### GIVEN EXERCISE:
Write out the whole listing, matching it exactly.

Excerpts of pointing data:
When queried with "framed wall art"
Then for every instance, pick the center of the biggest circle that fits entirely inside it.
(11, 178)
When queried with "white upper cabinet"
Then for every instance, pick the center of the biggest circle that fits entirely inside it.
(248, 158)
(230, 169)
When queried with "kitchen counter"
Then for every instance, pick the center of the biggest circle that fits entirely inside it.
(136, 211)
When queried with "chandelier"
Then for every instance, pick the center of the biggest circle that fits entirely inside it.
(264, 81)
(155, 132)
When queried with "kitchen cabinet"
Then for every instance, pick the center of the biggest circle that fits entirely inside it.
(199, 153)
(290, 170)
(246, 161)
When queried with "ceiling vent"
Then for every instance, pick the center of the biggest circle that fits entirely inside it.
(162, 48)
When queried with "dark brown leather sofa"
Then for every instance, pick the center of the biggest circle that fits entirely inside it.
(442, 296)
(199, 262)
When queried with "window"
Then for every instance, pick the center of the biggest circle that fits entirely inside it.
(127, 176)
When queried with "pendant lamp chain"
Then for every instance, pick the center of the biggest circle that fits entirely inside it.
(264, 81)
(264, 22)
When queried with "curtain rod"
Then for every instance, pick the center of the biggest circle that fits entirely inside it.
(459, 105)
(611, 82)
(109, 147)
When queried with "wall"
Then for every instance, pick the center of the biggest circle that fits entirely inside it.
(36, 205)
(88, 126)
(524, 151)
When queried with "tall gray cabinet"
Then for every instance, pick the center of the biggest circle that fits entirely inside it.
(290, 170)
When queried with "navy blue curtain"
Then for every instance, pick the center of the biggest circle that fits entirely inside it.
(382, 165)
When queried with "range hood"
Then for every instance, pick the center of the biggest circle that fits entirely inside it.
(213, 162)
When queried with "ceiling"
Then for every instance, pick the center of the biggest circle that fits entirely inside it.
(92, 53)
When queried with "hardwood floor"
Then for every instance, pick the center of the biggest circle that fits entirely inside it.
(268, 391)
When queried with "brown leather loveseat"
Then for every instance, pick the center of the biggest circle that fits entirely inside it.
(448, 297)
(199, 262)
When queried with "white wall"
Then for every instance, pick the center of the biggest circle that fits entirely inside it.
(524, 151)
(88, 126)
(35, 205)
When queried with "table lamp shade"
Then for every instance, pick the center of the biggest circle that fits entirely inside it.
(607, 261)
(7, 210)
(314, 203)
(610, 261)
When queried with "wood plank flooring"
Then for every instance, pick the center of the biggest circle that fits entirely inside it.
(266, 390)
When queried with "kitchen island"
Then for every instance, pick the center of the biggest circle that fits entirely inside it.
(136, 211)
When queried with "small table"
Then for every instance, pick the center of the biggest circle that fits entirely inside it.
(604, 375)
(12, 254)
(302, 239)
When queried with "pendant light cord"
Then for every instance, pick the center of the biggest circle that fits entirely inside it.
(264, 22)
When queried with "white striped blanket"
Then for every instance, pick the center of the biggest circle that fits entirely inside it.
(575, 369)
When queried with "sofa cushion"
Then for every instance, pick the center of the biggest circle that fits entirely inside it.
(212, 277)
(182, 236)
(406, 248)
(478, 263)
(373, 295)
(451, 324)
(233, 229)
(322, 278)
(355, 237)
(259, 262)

### EXERCISE RESULT:
When queried with "framed wall art"
Then for every instance, pick the center of the biggest circle that fits entirely inside it.
(11, 178)
When queried with "white upper cabinet"
Then for every instance, pick the center of the biggest circle that fits entirely inside it.
(248, 158)
(230, 169)
When queried with "kitchen counter"
Then for every instance, pick the center of the biggest circle that fits entirely inside it.
(136, 211)
When queried with "chandelier"
Then for every instance, pick the center of the biggest circle that fits entirely inside it.
(264, 81)
(155, 132)
When queried with "kitchen cabinet"
Then for every instance, pick the center of the biggest circle that fits entirely inside it.
(199, 153)
(290, 170)
(246, 161)
When queried with "ceiling vent"
Then for every instance, pick the center of the biggest circle that fits entirely inside it.
(162, 48)
When queried with "dark brown leather sofa"
Then for every instance, pick the center of the biggest circle that fits entirely inside it.
(442, 296)
(199, 262)
When queried with "window"
Then for every instance, pick the center of the biggest circle that fits entirely inside it.
(127, 176)
When queried with "pendant lamp chain"
Then for every instance, pick the center of the biggest circle that fits entirely inside it.
(264, 81)
(264, 22)
When queried with "curtain rod"
Then for every instance, pick the center of the biggest circle that fits entirely inside it.
(459, 105)
(611, 82)
(109, 147)
When queried with "wall"
Then for every instance, pick the center of the biggest circle that fits entirely inside it.
(36, 205)
(88, 126)
(524, 151)
When queried with "tall gray cabinet"
Then for every instance, pick the center of the biggest circle that fits entirely inside it.
(290, 170)
When queried with "navy blue curtain"
Then for every instance, pick the center of the biggest circle that fits entirely inside it.
(382, 165)
When queried with "range hood"
Then for every instance, pick the center of the biggest circle that fits entirely inside it.
(213, 162)
When queried with "ceiling"
Then for every instance, pick the center of the biggest circle that fits entirely inside it.
(92, 53)
When queried with "hardwood floor"
Then for every instance, pick the center of the biggest circle that fits entirely inside it.
(268, 391)
When queried with "brown leather loveseat"
Then for every instance, pick the center of the biggest circle that fits entirely inside it.
(448, 297)
(199, 262)
When queried with "white wall"
Then for every instance, pick the center of the biggest circle that fits entirely inside it.
(524, 151)
(88, 126)
(35, 205)
When queried with "table lamp shade"
Then for every instance, pick the center of the biggest circle that fits entirely inside it.
(607, 261)
(7, 210)
(314, 203)
(610, 261)
When queried with "wood plank flooring"
Then for every instance, pick the center of the biggest circle that fits entirely inside it.
(266, 390)
When queried with "kitchen island"
Then for every instance, pick the center of the biggest circle that fits entirely inside it.
(136, 211)
When queried with "small table"
Then for every instance, pick the center of the biggest circle that fits entirely inside it.
(604, 375)
(12, 254)
(302, 239)
When queried with "pendant light cord"
Then for every instance, pick the center of the biggest circle that fits entirely inside it.
(264, 22)
When queried with "white striped blanket"
Then for every instance, pick the center of the biggest circle that fits entirely inside it.
(575, 369)
When queried with "sofa cushion"
Then for every instance, pick the center of the biggest circle that fits entirely inside it.
(212, 277)
(182, 236)
(406, 248)
(478, 263)
(373, 295)
(451, 324)
(233, 229)
(322, 278)
(355, 237)
(259, 262)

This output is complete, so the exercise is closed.